- **Your task**
Every line of the records below that holds the word "orange" belongs in the answer.

- **Point localization data**
◆ ◆ ◆ ◆ ◆

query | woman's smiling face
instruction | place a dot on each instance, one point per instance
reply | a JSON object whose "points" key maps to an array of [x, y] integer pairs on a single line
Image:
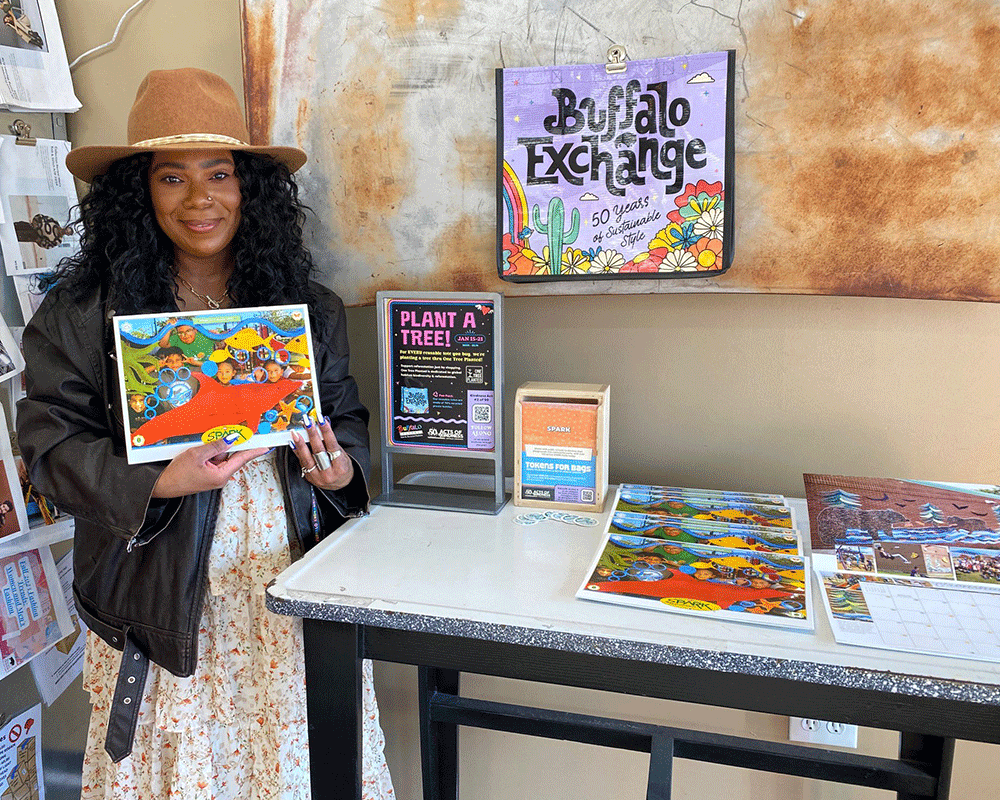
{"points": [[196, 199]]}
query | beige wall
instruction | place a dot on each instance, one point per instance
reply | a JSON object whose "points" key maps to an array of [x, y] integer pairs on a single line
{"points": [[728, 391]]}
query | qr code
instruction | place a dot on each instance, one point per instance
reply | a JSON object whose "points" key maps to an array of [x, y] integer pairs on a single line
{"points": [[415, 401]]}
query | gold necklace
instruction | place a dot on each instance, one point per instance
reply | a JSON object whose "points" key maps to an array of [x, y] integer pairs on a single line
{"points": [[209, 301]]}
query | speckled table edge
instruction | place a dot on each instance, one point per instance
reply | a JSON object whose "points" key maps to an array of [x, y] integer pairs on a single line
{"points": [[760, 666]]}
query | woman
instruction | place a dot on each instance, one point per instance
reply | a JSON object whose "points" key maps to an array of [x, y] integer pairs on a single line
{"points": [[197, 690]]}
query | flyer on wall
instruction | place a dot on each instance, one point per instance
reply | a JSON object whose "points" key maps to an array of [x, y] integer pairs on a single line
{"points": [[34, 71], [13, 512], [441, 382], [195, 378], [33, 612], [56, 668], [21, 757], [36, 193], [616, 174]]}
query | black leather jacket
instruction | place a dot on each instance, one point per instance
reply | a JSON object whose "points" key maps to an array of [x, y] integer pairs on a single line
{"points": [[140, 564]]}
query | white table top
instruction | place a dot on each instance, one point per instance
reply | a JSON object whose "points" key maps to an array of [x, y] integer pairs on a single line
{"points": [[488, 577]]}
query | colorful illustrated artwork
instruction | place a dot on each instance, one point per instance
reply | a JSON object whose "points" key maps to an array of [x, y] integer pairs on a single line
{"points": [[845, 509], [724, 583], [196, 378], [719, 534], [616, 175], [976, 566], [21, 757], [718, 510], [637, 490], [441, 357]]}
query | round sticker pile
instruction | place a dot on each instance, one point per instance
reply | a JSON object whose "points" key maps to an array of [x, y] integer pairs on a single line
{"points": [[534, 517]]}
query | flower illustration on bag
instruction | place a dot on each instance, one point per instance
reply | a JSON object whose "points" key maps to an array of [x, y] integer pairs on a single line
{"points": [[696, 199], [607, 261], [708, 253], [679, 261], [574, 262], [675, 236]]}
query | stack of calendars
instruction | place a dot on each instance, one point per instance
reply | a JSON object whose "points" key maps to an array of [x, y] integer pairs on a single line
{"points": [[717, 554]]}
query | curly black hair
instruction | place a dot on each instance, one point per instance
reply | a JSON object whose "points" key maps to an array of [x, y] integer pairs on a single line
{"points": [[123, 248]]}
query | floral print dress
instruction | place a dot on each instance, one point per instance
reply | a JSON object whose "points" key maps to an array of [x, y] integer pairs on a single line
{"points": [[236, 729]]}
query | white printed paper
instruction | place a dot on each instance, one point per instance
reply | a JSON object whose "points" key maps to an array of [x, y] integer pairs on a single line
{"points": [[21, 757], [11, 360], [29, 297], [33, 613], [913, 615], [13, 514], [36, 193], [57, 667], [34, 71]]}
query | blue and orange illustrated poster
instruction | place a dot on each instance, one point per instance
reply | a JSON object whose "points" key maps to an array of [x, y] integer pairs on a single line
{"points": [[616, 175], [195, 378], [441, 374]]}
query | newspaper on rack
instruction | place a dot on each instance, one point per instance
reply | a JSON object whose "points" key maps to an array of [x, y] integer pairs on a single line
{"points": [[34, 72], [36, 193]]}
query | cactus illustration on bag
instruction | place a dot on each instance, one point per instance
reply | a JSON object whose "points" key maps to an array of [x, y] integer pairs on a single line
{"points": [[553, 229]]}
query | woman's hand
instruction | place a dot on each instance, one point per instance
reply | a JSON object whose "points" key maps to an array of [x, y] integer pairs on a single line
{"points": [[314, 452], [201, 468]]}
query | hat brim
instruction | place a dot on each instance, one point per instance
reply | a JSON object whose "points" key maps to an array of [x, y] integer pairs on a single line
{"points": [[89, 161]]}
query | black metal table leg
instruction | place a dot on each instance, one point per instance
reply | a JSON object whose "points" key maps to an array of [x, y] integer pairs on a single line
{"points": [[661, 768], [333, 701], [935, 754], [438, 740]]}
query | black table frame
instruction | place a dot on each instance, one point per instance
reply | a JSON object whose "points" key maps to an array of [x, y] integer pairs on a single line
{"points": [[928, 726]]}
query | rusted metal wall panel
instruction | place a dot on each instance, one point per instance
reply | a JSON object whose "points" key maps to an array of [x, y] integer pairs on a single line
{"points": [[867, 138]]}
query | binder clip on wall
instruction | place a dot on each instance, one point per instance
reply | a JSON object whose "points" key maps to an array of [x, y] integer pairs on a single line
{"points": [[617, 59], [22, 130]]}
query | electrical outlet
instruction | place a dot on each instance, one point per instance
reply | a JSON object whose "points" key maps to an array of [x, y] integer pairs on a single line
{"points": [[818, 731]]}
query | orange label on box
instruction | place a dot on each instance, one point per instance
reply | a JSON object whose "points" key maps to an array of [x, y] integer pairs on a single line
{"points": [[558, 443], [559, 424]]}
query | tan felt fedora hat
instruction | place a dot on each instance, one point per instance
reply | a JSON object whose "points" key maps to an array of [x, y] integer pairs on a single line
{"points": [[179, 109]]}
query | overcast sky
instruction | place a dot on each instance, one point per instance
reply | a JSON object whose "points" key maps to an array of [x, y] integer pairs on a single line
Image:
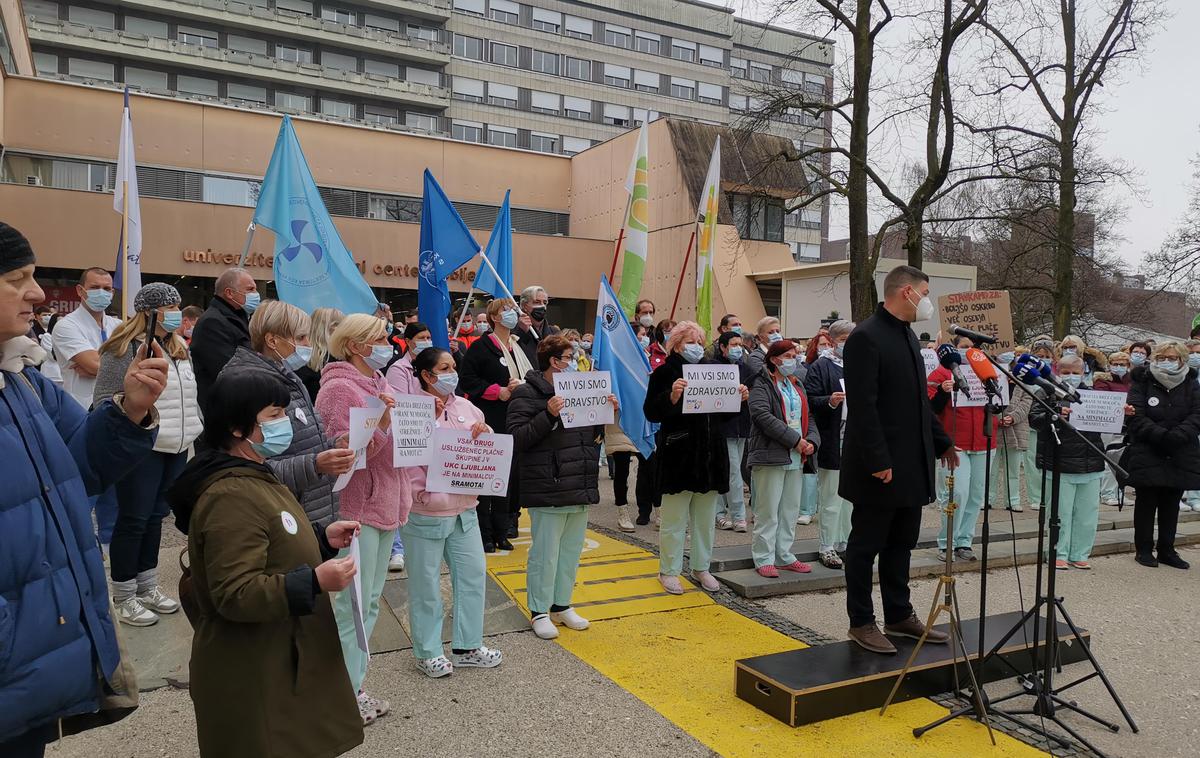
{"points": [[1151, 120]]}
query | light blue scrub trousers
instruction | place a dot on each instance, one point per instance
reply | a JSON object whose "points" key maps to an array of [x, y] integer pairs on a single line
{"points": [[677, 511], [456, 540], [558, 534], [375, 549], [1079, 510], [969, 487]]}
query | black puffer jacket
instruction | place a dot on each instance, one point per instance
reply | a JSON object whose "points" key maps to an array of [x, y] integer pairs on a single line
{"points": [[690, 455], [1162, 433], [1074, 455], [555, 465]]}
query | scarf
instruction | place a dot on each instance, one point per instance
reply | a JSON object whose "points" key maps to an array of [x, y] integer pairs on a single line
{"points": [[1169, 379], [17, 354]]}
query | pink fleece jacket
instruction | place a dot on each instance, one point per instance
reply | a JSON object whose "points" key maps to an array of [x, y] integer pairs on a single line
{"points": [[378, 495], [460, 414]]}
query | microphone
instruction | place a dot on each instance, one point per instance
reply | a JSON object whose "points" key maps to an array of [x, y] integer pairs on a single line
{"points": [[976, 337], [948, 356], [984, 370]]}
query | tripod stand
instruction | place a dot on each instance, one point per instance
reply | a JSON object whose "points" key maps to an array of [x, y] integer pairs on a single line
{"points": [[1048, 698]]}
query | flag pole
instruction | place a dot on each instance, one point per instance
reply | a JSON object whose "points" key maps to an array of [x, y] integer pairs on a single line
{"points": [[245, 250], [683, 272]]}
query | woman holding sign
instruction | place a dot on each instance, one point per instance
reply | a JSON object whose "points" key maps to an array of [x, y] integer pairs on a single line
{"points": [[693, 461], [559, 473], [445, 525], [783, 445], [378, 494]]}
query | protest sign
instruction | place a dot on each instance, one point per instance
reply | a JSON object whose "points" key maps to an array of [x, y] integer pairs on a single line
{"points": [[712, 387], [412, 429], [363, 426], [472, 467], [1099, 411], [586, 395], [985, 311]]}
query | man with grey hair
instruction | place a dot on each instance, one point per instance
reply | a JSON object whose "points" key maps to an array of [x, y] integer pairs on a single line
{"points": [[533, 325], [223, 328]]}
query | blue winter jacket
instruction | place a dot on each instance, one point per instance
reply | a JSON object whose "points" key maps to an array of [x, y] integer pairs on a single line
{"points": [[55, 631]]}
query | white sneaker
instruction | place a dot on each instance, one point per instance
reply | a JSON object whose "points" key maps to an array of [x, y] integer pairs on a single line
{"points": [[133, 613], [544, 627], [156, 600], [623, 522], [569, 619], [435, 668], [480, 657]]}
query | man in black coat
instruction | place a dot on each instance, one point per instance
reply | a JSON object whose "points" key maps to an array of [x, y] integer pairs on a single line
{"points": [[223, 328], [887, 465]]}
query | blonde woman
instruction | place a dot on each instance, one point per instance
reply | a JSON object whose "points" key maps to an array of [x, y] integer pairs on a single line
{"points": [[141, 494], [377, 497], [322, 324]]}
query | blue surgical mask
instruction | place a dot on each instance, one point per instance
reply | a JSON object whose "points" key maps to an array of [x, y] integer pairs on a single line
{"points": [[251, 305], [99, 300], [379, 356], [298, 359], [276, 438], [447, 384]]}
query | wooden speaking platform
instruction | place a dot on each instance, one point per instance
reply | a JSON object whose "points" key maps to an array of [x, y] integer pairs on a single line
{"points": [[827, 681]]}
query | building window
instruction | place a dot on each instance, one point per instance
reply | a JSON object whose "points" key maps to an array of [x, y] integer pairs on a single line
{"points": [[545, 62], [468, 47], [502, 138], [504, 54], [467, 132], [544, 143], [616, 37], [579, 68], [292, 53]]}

◆ ◆ ◆ ◆ ◆

- **Completed exercise**
query | blue and orange illustrated poster
query | orange label on box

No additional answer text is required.